* 阅读文本
+ + + + +

要求不能创建任何新的结点,只调整指针的指向。
10
/ \
6 14
/ \ / \
4 8 12 16
转换成双向链表
4=6=8=10=12=14=16。
分析:
首先我们定义的二元查找树 节点的数据结构如下:
private static class BSTreeNode{
BSTreeNode(int x, BSTreeNode lt, BSTreeNode rt)
{value = x; left = lt; right = rt;}
int value;
BSTreeNode left;
BSTreeNode right;
}
代码实现:
package oschina.mianshi;
/**
* @project: oschina
* @filename: IT1.java
* @version: 0.10
* @author: JM Han
* @date: 14:55 2015/10/19
* @comment: 将该二元查找树转换成一个排序的双向链表
* @result:
*/
class BSTree{
private static class BSTreeNode{
BSTreeNode(int x, BSTreeNode lt, BSTreeNode rt)
{value = x; left = lt; right = rt;}
int value;
BSTreeNode left;
BSTreeNode right;
}
private BSTreeNode root;
private BSTreeNode head;
private BSTreeNode last;
public BSTree(){root = null; head = null; last = null;}
public void insert(int value){
root = insert(value, root);
}
private BSTreeNode insert(int value, BSTreeNode t) {
if (null == t)
return new BSTreeNode(value, null, null);
if (t.value > value)
t.left = insert(value, t.left);
else if (t.value < value)

+ + + + +

* 你的任务
上文讲二元查找树如何转换成双向链表，请把其中的"要求不能创建任何新的结点,只调整指针的指向。"这句话译成英文。

+ + + + +

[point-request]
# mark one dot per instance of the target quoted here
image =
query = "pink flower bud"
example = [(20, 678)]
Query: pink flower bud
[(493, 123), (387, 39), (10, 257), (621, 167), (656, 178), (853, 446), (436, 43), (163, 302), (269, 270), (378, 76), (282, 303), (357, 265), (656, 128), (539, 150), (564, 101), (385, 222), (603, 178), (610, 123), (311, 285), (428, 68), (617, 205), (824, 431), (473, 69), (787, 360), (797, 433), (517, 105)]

+ + + + +

* 本题答案
No new nodes may be created; only the pointers may be redirected.